To do>
Copy out the part of the Cassandra range-query thread that begins at the words "If the goal" and ends after the words "the entire cluster.".
[start Page]
Re: Smart Table creation for 2D range query

Posted by Jon Haddad <jo...@gmail.com>.

The problem with using geohashes is that you can’t efficiently do ranges with random token distribution.  So even if your scalar values are close to each other numerically they’ll likely end up on different nodes, and you end up doing a scatter gather.

If the goal is to provide a scalable solution, building a table that functions as an R-Tree or Quad Tree is the only way I know that can solve the problem without scanning the entire cluster.

Jon

> On May 9, 2017, at 10:11 AM, Jim Ancona <ji...@anconafamily.com> wrote:
> 
> There are clever ways to encode coordinates into a single scalar value where points that are close on a surface are also close in value, making queries efficient. Examples are Geohash <https://en.wikipedia.org/wiki/Geohash> and Google's S2 <https://docs.google.com/presentation/d/1Hl4KapfAENAOf4gv-pSngKwvS_jwNVHRPZTTDzXXn6Q/view#slide=id.i0>. As Jon mentions, this puts more work on the client, but might give you a lot of querying flexibility when using Cassandra.
> 
> Jim
> 
> On Mon, May 8, 2017 at 11:13 PM, Jon Haddad <jonathan.haddad@gmail.com <ma...@gmail.com>> wrote:
> It gets a little tricky when you try to add in the coordinates to the clustering key if you want to do operations that are more complex.  For instance, finding all the elements within a radius of point (x,y) isn’t particularly fun with Cassandra.  I recommend moving that logic into the application.
> 
> > On May 8, 2017, at 10:06 PM, kurt greaves <kurt@instaclustr.com <ma...@instaclustr.com>> wrote:
> >
> > Note that will not give you the desired range queries of 0 >= x <= 1 and 0 >= y <= 1.
> >
> >
> > Something akin to Jon's solution could give you those range queries if you made the x and y components part of the clustering key.
> >
> > For example, a space of (1,1) could contain all x,y coordinates where x and y are > 0 and <= 1. You would then have a table like:
> >
> > CREATE TABLE geospatial (
> > space text,
> > x double,
> > y double,
> > item text,
> > m1,
> > m2,
> > m3,
> > primary key ((space), x, y, m1, m2, m3, m4, m5)
> > );
> >
> > A query of select * where space = '1,1' and x <1 and x >0.5 and y< 0.2 and y>0.1; should yield all x and y pairs and their distinct metadata. Or something like that anyway.
[end Page]
[start Stored data]
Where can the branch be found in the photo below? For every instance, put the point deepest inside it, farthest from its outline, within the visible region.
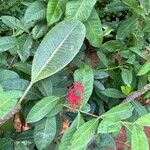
[end Stored data]
Exercise response>
If the goal is to provide a scalable solution, building a table that functions as an R-Tree or Quad Tree is the only way I know that can solve the problem without scanning the entire cluster.